[Esercizi proposti]
1 – Traduci in inglese questa frase del brano sull'Università di Padova: "Ma veniamo quindi, e finalmente, ai risultati, in particolare degli atenei veneti."
2 – Riproduci fedelmente la parte del brano sull'Università di Padova che si apre con le parole "L’università di Padova" e si chiude con "ogni anno accademico.".
3 – Porta avanti il brano sull'Università di Padova a partire dalla sua ultima frase.

[Brano fornito]
-=-=-

Sebbene negli ultimi due a.a. vi sia stata una flessione, questa pare più leggera e di assestamento attorno ai 330mila iscritti.
Certamente il fattore Covid e conseguente lockdown -e ancora conseguente “rivoluzione” anche nella didattica, va detto ed evidenziato- ha avuto un peso e potrebbe aver comportato un cambiamento anche nell’approccio alla modalità di fruizione dell’Università, aprendo forse ancora di più ad una platea studentesca più ampia. Ma è ancora presto per saperlo e fondarlo argomentativamente: sia questo uno dei tagli dell’analisi negli anni presenti e a venire.
Ma veniamo quindi, e finalmente, ai risultati, in particolare degli atenei veneti.
L’università di Padova è certamente tra le eccellenze italiane: è da anni ormai saldamente al secondo posto tra i ‘mega atenei’ italiani, con un punteggio medio quest’anno di 87,5 (la prima, Bologna, registra 89,5). UniPd -abbreviativo classico di tutte le università, di origine informatica e ormai divenuto di largo uso, soprattutto tra studenti e professori, tra chi vive il mondo universitario- ha una storia quasi millenaria: fondata nel 1222 -quindi una delle più antiche al mondo-, per migrazione e distacco di un gruppo di studenti provenienti dalla madre delle università italiane, Bologna; dispone anche della Scuola Galileiana di Studi Superiori, nonché di strutture bibliotecarie, museali e anche botaniche di emanazione universitaria; è capace di attrarre più di 60mila iscritti ogni anno accademico.
Forse con enfasi sopra le righe -ma che qui ci si può ben concedere di citare- nel 1962 nel suo testo ‘Le origini della scienza moderna’ Sir Herbert Butterfield ebbe a dichiarare: «Ammesso che l’onore di essere stata la sede della rivoluzione scientifica possa appartenere di diritto a un singolo luogo, tale onore dovrebbe essere riconosciuto a Padova».

-=-=-

[Materiale fornito]

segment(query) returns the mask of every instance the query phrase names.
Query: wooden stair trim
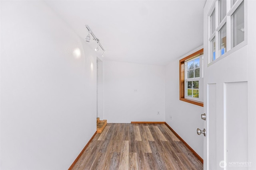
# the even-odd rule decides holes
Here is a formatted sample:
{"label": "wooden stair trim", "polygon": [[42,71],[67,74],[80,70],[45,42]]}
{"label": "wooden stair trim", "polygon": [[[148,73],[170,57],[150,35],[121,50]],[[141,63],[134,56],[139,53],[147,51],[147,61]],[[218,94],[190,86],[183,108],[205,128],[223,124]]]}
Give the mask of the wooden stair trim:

-=-=-

[Risultati per esercizio]
1 – So let us now, at last, come to the results, in particular those of the universities in the Veneto.

2 –
L’università di Padova è certamente tra le eccellenze italiane: è da anni ormai saldamente al secondo posto tra i ‘mega atenei’ italiani, con un punteggio medio quest’anno di 87,5 (la prima, Bologna, registra 89,5). UniPd -abbreviativo classico di tutte le università, di origine informatica e ormai divenuto di largo uso, soprattutto tra studenti e professori, tra chi vive il mondo universitario- ha una storia quasi millenaria: fondata nel 1222 -quindi una delle più antiche al mondo-, per migrazione e distacco di un gruppo di studenti provenienti dalla madre delle università italiane, Bologna; dispone anche della Scuola Galileiana di Studi Superiori, nonché di strutture bibliotecarie, museali e anche botaniche di emanazione universitaria; è capace di attrarre più di 60mila iscritti ogni anno accademico.

3 –
E d’altronde la rilevanza dell’ateneo di Padova è tale che -sebbene con parametri e criteri di valutazione non identici a quelli usati dal Censis- risulta essere la quarta migliore università italiana a livello globale: secondo l’altrettanto autorevole “QS World University Rankings 2024: Top Global Universities,” (qui consultabile QS World University Rankings 2024: Top Global Universities | Top Universities ), Padova è la 219esima al mondo su più di 1500 atenei in 104 Stati.
Ma non c’è solo Padova, eh no, eh! Andiamo a scorrere le graduatorie, sempre del Censis.
Tra i ‘grandi atenei’ (da 20 a 40mila studenti) danno buona prova di sé Venezia Ca’ Foscari e Verona. Pur classificandosi rispettivamente al 4° e al 12° posto, ottengono delle ottime medie con un punteggio rispettivamente di 89 e 84.
Tra i 4 Politecnici italiani (Milano, Torino, Bari, Venezia) lo IUAV è a fondo classifica -se così si può dire, quando si tratta per forza di cose e comunque di un podio- con un però ragguardevole risultato medio di 86,5 punti: ultimo in questa graduatoria di settore, eppure una vera eccellenza, non c’è che dire. Perché evidentemente eccellenze sono tutti i Politecnici italiani: questo studentesse e studenti lo ben sanno!
Il quadro che emerge è quindi quello di un sistema universitario capace di offrire ottime opportunità di studio di vera eccellenza alle e ai giovani d’oggi, le cui ambizioni di ‘emigrazione’ restano ad ogni modo comprensibili dati gli ottimi dati registrati per tanti poli universitari appena fuori Regione, quali Milano, con tutti suoi poli universitari, statali e non; Bologna, tra i ‘mega atenei’, Parma e Modena & Reggio Emilia, tra i ‘grandi atenei’; Trento, Udine, Trieste, Brescia e Bergamo tra i ‘medi atenei’, infine Bolzano, che però non è statale.
Certo i costi per sostenere un percorso universitario sono ragguardevoli, tra costi dei tomi di studio e del materiale di cancelleria, gli eventuali costi di mantenimento in caso di scelta fuori sede, nonché i costi vivi ordinari, e però si può ben essere soddisfatti a osservare il quadro che emerge per chi vive e sceglie di studiare in Veneto: la qualità è una garanzia nello studio universitario.